**TASK REQUIREMENTS:** Every record that follows must be duplicated exactly, with images left out.

[Stored items]
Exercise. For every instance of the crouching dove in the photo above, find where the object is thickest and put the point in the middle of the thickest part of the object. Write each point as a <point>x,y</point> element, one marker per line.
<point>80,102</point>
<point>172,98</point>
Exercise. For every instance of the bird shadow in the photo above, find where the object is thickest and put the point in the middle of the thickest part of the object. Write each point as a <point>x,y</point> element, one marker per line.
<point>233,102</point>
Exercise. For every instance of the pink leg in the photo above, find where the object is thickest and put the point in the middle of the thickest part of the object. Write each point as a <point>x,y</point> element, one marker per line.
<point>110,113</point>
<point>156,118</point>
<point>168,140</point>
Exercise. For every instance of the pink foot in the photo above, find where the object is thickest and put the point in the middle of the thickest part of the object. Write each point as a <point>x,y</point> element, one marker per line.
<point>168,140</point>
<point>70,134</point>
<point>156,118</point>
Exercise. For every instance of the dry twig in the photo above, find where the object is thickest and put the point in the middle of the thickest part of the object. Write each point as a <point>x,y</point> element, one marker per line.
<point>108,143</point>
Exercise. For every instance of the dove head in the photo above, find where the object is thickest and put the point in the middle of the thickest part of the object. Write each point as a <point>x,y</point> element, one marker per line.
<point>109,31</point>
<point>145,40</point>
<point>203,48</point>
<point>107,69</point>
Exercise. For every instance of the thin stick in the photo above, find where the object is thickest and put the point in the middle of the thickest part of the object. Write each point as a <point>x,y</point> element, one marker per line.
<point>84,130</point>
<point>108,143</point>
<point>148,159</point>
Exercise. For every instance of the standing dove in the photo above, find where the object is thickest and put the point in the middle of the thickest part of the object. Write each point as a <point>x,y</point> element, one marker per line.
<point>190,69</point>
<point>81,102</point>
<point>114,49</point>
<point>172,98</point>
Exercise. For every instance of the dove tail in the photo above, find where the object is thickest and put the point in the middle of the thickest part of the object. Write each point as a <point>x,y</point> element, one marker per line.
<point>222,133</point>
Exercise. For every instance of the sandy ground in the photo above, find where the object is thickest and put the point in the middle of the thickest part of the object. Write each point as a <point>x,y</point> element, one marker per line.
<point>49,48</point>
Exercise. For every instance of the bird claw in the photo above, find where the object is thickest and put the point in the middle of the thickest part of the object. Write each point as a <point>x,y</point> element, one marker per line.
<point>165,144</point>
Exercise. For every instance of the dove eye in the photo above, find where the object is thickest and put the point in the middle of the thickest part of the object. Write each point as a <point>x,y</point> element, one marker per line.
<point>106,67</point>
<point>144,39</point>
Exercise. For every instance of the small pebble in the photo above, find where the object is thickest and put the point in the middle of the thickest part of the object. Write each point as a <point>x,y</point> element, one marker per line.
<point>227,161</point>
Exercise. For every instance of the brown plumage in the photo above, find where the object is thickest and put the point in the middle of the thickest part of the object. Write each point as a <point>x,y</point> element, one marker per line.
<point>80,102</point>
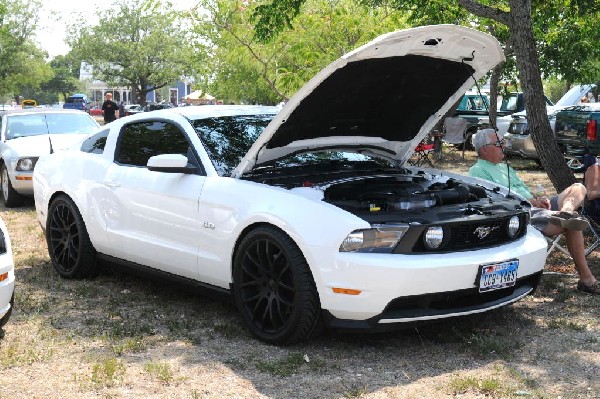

**TASK OUTPUT:**
Exercise. For every instance of the crouching dove in the photo above, find where the object is thickest and put the point in the middle of the thickest part of the object. Write each point as a <point>x,y</point> element, one marker per line.
<point>80,102</point>
<point>172,98</point>
Exercise. For every instance of the bird shadow in the photo above, find where the object is thickest and put the point in the middle of the thickest part of the object. Write each point as a <point>x,y</point> element, one marker per line.
<point>233,102</point>
Exercise. For every instance of the pink leg in the photo above, find where the object is thickest and put the point in the middle of the thickest part of the object. Write each point as a <point>x,y</point> element, one marker per line.
<point>110,113</point>
<point>156,118</point>
<point>168,140</point>
Exercise. For every instance of the pink foot in the photo above, find where the object is thickest and put the point in the middle of the thickest part of the object. Write each point as a <point>x,y</point> element, one marker per line.
<point>168,140</point>
<point>70,134</point>
<point>156,118</point>
Exercise. For every instance of the dry twig in the photo above, find where the object is thickest and put the point in the middle of the thickest part of the object. Write each point as a <point>x,y</point> element, one marker per line.
<point>108,143</point>
Exercise. For every instance of the dove head in the photo above, find where the object is thickest and put the point in the middle of the thickest part of the object. Write each point as a <point>x,y</point> element, one marker per line.
<point>109,31</point>
<point>145,40</point>
<point>203,48</point>
<point>107,69</point>
Exercise. For every instance of the thin stick in the photo above, find where the object is thickest and put the point in the middle of the thickest part of the object. Write each point as a <point>x,y</point> element, one marker per line.
<point>84,130</point>
<point>108,143</point>
<point>148,159</point>
Exercise. For every instance of the standing dove in the photo above, find where the object is thickest and put the point in the middle of the thickest part of the object. Write each point as a <point>x,y</point> element, one marker per line.
<point>190,69</point>
<point>81,102</point>
<point>114,49</point>
<point>172,98</point>
Exercise. For every instance of the dove tail in the photo above, find where the object is thickest and put the point in the middle of the thickest part of the object. Write each point as a <point>x,y</point> element, one marker per line.
<point>222,133</point>
Exercise. For every instance of the sandy ground in the photo above, find where the object is thickest and put the point in the middle of the thickest part of the object. Write each point as a <point>x,y</point> element, one marker per line.
<point>49,48</point>
Exercise. For every instance of the bird claw in the photo above, find where the object is thickest and put the point in the middle of the thickest part of the object. Write each point as a <point>x,y</point> element, one marker per line.
<point>165,144</point>
Exercise. For every instance of the dove eye in the photo above, find where the object is thickest and put the point in the middle of the thickest part of the object. Write each point as a <point>x,y</point> element, one marker per line.
<point>106,67</point>
<point>144,39</point>
Exercise. For every instance of the small pebble in the photo above, find where the object is thickest and put the point in the middle of the thickest part of the object. Write each point as a <point>x,y</point> element, one marker per line.
<point>227,161</point>
Exercise. For every instance of the brown plumage in the photo above, find where the object is thickest and put the point in the middle of the thickest part of the object. Write each point as a <point>x,y</point> element, one marker per line.
<point>80,102</point>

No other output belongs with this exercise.